Page text:
Best-of-N Selection with Majority Voting: A Path to Infinite LLM Performance
In a significant advancement for large language model (LLM) inference, researchers have introduced a novel analysis of the "best-of-N" selection strategy, where the final answer is chosen via majority vote from N independent model samples. The study, detailed in the preprint "Best-of-N with Majority Voting for Large Language Models," explores the theoretical limit of this approach as N approaches infinity—a state termed Best-of-Infinity (BoI). While BoI demonstrates remarkable performance, its requirement for an infinite test-time budget renders it impractical. To bridge this gap, the authors propose an adaptive generation scheme that dynamically allocates computational resources based on answer agreement, alongside a framework for creating optimally weighted ensembles of multiple LLMs.

Activity 1: List every distinct hyphenated word in the passage on best-of-N selection, ignoring differences in capitalization.
Activity 2: Update the stretch of the passage on best-of-N selection from "Best-of-N Selection with" through "of multiple LLMs." so that "independent" becomes "separate".
Activity 3:
Using the passage on best-of-N selection, decide whether each statement agrees with it. Answer yes or no for each, and quote the deciding words.
(a) Best-of-Infinity is presented as practical to run.
(b) The proposed adaptive generation scheme allocates computational resources according to answer agreement.
(c) In the best-of-N strategy, the final answer is picked by majority vote from N independent model samples.

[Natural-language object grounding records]

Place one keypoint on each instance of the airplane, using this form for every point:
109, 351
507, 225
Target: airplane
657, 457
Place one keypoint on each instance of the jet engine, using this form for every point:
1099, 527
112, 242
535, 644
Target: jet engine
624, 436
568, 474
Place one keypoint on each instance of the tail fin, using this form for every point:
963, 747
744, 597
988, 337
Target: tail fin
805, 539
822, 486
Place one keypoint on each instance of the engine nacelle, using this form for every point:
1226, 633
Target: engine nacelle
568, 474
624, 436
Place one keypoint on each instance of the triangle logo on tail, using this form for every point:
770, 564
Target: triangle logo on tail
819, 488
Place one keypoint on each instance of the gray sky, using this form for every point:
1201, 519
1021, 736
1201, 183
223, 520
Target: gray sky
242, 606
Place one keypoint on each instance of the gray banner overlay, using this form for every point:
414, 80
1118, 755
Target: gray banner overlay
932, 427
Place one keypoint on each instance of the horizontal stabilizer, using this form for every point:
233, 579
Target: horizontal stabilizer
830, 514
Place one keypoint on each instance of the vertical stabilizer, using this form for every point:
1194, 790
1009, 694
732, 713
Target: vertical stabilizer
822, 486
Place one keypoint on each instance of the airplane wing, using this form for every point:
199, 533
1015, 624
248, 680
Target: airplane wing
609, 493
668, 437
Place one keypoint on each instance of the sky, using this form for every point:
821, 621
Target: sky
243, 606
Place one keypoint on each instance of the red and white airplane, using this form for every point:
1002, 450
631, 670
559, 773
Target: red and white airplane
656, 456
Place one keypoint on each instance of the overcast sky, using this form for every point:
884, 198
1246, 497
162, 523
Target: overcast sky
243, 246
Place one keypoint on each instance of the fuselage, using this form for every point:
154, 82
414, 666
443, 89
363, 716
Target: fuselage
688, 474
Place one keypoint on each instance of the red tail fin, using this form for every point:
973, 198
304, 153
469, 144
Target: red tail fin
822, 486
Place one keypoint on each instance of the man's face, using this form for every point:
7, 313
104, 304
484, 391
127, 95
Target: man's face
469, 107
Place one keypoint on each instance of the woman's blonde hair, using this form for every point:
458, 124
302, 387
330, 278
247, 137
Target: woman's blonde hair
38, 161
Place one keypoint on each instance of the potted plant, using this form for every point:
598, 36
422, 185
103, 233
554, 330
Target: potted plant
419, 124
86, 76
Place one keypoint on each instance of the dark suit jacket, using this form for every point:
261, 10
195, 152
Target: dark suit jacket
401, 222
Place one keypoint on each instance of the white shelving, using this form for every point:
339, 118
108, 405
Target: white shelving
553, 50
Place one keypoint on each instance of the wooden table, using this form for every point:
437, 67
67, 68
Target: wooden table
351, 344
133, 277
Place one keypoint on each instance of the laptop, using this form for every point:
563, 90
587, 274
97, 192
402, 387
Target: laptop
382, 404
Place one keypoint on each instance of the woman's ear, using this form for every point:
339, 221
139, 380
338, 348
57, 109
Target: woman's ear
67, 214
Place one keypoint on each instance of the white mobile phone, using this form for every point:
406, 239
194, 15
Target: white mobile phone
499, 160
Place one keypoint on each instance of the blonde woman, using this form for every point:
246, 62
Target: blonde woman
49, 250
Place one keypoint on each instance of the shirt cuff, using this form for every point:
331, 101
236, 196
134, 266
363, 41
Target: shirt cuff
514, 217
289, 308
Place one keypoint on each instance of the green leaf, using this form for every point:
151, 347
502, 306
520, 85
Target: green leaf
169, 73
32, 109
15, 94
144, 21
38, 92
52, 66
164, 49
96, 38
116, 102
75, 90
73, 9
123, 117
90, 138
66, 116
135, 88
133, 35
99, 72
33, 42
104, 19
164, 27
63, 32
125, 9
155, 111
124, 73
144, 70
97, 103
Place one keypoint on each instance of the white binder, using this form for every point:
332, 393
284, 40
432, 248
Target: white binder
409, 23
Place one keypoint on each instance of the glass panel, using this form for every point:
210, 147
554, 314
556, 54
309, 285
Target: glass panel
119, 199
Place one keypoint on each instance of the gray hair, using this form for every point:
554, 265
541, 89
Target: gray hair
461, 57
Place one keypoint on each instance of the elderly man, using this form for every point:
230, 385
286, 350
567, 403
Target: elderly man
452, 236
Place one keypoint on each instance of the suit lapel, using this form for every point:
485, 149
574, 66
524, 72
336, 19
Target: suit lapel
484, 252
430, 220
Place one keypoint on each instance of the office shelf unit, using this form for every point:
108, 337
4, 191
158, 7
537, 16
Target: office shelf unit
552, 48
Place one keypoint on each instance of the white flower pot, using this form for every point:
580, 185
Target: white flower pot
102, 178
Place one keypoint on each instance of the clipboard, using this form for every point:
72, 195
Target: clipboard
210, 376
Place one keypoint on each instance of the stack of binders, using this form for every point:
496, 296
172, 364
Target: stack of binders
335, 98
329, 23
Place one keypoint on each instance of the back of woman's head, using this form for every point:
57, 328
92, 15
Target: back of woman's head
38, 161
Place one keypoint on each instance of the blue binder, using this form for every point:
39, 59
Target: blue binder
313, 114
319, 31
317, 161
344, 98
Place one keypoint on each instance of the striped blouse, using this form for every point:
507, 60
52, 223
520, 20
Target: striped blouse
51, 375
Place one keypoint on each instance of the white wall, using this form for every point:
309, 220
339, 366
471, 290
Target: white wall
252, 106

Worked solution 1: best-of-N, Best-of-Infinity, test-time

Worked solution 2:
Best-of-N Selection with Majority Voting: A Path to Infinite LLM Performance
In a significant advancement for large language model (LLM) inference, researchers have introduced a novel analysis of the "best-of-N" selection strategy, where the final answer is chosen via majority vote from N separate model samples. The study, detailed in the preprint "Best-of-N with Majority Voting for Large Language Models," explores the theoretical limit of this approach as N approaches infinity—a state termed Best-of-Infinity (BoI). While BoI demonstrates remarkable performance, its requirement for an infinite test-time budget renders it impractical. To bridge this gap, the authors propose an adaptive generation scheme that dynamically allocates computational resources based on answer agreement, alongside a framework for creating optimally weighted ensembles of multiple LLMs.

Worked solution 3:
(a) No: "its requirement for an infinite test-time budget renders it impractical"
(b) Yes: "an adaptive generation scheme that dynamically allocates computational resources based on answer agreement"
(c) Yes: "where the final answer is chosen via majority vote from N independent model samples"